● TASK TO CARRY OUT
Starting at the line with "Target: bamboo stake" and going on through the line with "Target: person in blue shirt", reproduce each line in the records below exactly and nothing more.

====== DATA RECORDS

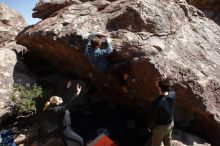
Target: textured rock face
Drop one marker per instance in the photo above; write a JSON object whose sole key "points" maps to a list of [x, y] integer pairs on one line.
{"points": [[156, 38], [11, 68], [44, 8], [209, 7], [10, 24]]}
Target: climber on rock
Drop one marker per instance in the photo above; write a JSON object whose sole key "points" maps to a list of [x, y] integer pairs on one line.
{"points": [[57, 113], [162, 123], [97, 56]]}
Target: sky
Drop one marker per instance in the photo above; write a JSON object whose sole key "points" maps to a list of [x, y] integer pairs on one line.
{"points": [[24, 7]]}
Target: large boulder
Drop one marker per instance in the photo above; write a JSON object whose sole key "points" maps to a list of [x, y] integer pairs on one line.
{"points": [[155, 38], [209, 7], [12, 69]]}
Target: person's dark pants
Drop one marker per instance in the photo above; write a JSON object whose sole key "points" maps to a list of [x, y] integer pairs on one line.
{"points": [[71, 138]]}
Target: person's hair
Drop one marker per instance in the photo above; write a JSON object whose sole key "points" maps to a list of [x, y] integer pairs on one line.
{"points": [[49, 103], [164, 84], [95, 42]]}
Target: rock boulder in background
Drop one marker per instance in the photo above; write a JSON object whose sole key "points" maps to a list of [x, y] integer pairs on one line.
{"points": [[44, 8], [155, 38], [12, 69], [210, 7]]}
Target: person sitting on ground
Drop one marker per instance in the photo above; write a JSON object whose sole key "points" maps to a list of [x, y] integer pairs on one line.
{"points": [[161, 123], [60, 115], [97, 56]]}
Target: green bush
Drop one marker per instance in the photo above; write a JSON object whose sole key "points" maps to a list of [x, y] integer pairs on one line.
{"points": [[25, 98]]}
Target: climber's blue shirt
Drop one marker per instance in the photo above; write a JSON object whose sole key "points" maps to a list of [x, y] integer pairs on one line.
{"points": [[97, 57]]}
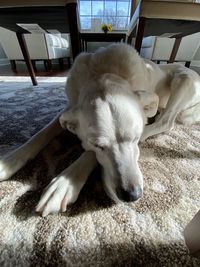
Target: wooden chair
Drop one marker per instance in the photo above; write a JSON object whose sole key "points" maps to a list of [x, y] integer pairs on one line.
{"points": [[172, 18], [49, 14]]}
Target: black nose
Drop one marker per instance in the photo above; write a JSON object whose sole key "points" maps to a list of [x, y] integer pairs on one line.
{"points": [[129, 196]]}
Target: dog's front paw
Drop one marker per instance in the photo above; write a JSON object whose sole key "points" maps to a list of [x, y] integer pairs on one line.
{"points": [[59, 193], [8, 166]]}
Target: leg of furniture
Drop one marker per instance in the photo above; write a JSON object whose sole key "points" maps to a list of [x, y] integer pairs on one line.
{"points": [[49, 64], [34, 65], [74, 28], [61, 63], [13, 65], [140, 33], [69, 62], [175, 49], [26, 56], [45, 65], [187, 64]]}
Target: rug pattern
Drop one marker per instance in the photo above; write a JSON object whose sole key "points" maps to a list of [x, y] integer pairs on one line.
{"points": [[94, 231]]}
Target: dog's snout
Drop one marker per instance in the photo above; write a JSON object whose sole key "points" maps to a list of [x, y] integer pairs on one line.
{"points": [[129, 195]]}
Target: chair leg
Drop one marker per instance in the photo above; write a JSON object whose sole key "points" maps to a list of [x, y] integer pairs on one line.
{"points": [[175, 49], [45, 65], [72, 13], [34, 65], [140, 34], [26, 55], [49, 64], [61, 63], [69, 62], [13, 65], [187, 64]]}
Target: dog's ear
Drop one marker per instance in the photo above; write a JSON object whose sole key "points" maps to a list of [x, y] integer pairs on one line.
{"points": [[149, 102], [69, 120]]}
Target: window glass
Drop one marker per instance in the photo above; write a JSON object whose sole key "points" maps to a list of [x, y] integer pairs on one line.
{"points": [[114, 12], [97, 8], [85, 8]]}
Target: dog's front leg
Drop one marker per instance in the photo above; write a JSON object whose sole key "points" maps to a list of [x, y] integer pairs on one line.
{"points": [[65, 188], [19, 157]]}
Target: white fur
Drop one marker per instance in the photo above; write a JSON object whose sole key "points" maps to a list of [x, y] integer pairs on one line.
{"points": [[112, 93]]}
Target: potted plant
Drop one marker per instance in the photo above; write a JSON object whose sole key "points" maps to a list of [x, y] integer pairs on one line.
{"points": [[106, 28]]}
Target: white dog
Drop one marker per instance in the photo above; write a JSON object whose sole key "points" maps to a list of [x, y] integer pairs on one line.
{"points": [[112, 93]]}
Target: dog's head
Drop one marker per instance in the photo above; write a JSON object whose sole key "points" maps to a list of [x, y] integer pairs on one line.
{"points": [[109, 120]]}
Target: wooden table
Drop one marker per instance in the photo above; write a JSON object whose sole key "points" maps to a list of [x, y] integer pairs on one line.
{"points": [[101, 37], [60, 15]]}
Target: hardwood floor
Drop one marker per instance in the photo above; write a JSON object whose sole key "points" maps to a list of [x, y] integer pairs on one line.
{"points": [[5, 70]]}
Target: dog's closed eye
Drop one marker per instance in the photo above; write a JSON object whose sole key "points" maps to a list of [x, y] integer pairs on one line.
{"points": [[102, 148]]}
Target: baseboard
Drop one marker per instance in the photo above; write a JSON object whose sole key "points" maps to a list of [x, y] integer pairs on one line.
{"points": [[4, 61]]}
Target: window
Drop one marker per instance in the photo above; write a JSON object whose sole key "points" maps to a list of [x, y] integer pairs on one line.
{"points": [[114, 12]]}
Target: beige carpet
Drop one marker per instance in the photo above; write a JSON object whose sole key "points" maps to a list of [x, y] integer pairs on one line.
{"points": [[94, 231]]}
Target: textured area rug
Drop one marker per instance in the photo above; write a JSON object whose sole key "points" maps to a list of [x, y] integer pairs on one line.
{"points": [[94, 231]]}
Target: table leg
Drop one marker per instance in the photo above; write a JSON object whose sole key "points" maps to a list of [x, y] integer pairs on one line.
{"points": [[175, 48], [26, 55], [140, 33], [72, 14]]}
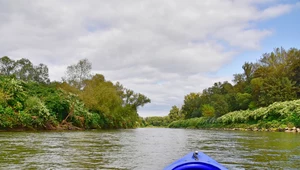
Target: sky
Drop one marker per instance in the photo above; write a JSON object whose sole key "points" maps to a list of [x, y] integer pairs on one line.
{"points": [[164, 49]]}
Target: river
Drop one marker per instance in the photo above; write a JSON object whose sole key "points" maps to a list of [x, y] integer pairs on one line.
{"points": [[146, 149]]}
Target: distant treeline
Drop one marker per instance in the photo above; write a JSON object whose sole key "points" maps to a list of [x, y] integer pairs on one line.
{"points": [[29, 100], [275, 77]]}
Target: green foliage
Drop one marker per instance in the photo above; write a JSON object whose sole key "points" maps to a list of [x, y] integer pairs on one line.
{"points": [[84, 102], [78, 73], [286, 112], [207, 110], [157, 121]]}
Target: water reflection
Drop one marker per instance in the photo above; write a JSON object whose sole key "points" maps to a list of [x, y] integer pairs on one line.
{"points": [[146, 149]]}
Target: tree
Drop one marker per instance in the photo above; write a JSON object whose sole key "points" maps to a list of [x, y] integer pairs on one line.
{"points": [[207, 110], [100, 96], [174, 113], [78, 73], [191, 104], [6, 66], [41, 74]]}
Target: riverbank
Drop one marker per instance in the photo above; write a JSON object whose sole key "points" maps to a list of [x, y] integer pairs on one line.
{"points": [[280, 116]]}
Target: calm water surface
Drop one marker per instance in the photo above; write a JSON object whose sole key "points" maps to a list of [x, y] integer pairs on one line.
{"points": [[146, 149]]}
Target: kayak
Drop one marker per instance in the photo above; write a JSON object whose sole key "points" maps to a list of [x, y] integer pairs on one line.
{"points": [[195, 161]]}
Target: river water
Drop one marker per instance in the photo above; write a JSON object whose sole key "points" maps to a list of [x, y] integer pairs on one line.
{"points": [[146, 149]]}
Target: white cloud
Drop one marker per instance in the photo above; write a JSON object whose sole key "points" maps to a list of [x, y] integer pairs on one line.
{"points": [[159, 48]]}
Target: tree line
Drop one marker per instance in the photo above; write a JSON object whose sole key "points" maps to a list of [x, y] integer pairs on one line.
{"points": [[28, 99], [275, 77]]}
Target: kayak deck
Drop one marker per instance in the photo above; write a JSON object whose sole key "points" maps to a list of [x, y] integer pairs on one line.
{"points": [[195, 161]]}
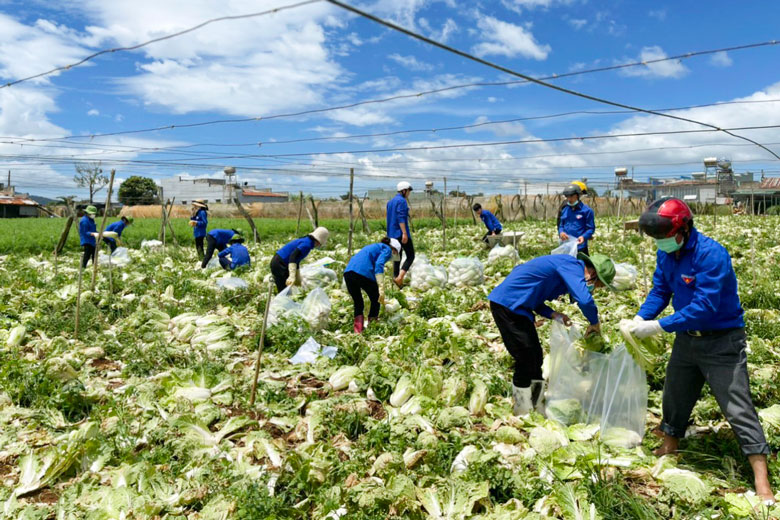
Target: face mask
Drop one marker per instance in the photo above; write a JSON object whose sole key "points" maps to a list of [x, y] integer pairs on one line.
{"points": [[668, 245]]}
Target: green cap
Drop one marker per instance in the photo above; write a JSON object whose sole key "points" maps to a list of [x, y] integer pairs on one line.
{"points": [[604, 266]]}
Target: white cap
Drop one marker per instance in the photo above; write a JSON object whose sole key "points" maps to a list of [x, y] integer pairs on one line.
{"points": [[320, 235]]}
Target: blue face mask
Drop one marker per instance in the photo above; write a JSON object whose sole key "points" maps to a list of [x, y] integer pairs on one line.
{"points": [[668, 245]]}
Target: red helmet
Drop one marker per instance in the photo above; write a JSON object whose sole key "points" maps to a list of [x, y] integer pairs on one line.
{"points": [[665, 217]]}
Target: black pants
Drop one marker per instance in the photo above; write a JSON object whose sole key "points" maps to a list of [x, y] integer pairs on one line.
{"points": [[357, 282], [211, 245], [199, 247], [280, 271], [720, 361], [89, 254], [408, 248], [522, 343]]}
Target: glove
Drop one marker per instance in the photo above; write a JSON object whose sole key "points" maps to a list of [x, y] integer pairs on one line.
{"points": [[293, 276], [380, 280], [645, 329]]}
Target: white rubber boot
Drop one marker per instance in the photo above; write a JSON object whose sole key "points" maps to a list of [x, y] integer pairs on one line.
{"points": [[538, 387], [521, 399]]}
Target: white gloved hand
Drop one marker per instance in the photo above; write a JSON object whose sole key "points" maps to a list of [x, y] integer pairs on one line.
{"points": [[645, 329], [380, 280], [292, 277]]}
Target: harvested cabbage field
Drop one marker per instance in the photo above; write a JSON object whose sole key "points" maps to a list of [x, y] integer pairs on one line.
{"points": [[147, 414]]}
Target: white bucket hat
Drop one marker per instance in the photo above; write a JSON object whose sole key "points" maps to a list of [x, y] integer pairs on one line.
{"points": [[320, 235]]}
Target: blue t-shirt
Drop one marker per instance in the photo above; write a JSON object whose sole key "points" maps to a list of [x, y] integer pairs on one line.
{"points": [[87, 226], [490, 221], [397, 213], [543, 279], [222, 236], [304, 245], [239, 255], [202, 220], [118, 227], [370, 261], [701, 284], [578, 221]]}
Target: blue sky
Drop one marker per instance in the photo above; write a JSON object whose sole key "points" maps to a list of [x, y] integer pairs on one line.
{"points": [[318, 56]]}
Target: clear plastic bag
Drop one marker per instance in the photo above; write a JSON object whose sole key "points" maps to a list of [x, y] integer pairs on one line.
{"points": [[568, 247], [625, 277], [466, 272], [500, 253], [589, 387]]}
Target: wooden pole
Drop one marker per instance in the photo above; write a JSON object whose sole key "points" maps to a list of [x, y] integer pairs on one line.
{"points": [[444, 216], [351, 220], [262, 344], [102, 228], [300, 212], [78, 299], [245, 214]]}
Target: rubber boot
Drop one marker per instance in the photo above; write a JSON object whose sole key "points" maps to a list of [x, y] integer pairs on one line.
{"points": [[521, 400], [358, 327], [538, 387]]}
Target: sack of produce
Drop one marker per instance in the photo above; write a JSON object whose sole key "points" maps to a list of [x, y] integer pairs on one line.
{"points": [[466, 272], [500, 253]]}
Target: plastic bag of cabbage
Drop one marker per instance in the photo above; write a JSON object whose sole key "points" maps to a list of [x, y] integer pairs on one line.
{"points": [[500, 253], [466, 272], [425, 275]]}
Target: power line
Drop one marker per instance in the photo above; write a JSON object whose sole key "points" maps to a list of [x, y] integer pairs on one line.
{"points": [[512, 72], [155, 40]]}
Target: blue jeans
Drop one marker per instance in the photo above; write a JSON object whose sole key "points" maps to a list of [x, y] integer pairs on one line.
{"points": [[721, 361]]}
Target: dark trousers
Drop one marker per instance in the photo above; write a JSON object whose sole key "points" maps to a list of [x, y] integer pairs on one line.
{"points": [[280, 271], [720, 361], [211, 245], [199, 247], [111, 244], [522, 343], [408, 251], [89, 254], [357, 282]]}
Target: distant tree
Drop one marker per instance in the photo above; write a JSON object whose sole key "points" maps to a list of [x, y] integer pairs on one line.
{"points": [[137, 190], [90, 176]]}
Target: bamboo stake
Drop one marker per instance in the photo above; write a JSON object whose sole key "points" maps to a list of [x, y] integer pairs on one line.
{"points": [[300, 213], [102, 228], [262, 344], [351, 220]]}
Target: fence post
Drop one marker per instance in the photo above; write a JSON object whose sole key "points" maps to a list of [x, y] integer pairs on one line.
{"points": [[351, 221], [102, 228]]}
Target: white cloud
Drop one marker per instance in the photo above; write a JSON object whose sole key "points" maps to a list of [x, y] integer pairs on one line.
{"points": [[662, 69], [410, 62], [505, 39], [721, 59]]}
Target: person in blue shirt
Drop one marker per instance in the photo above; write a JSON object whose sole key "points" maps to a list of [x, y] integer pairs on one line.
{"points": [[523, 294], [117, 227], [576, 219], [217, 239], [491, 222], [86, 228], [366, 272], [398, 228], [199, 222], [284, 264], [694, 272], [235, 255]]}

============

● REPLY TO THE TASK
Target: bamboo stake
Drop one marker per instance in the photo above; write a JSON object whose sole key "points" maps to a list of [x, y] integer pairs on one line.
{"points": [[300, 213], [102, 228], [262, 344], [351, 220]]}
Target: fence post
Drop one marker per instance in the photo above; write a JSON object whose sole key "points" maps to a list of [x, y] integer pairs on one line.
{"points": [[351, 221], [102, 228]]}
Target: white cloud
Drop one marker per instance in the photo above; write a JSON object whose sole key "points" maps to a list of [x, y] integer pairs on one line.
{"points": [[662, 69], [410, 62], [505, 39], [721, 59]]}
Target: person in blue shirt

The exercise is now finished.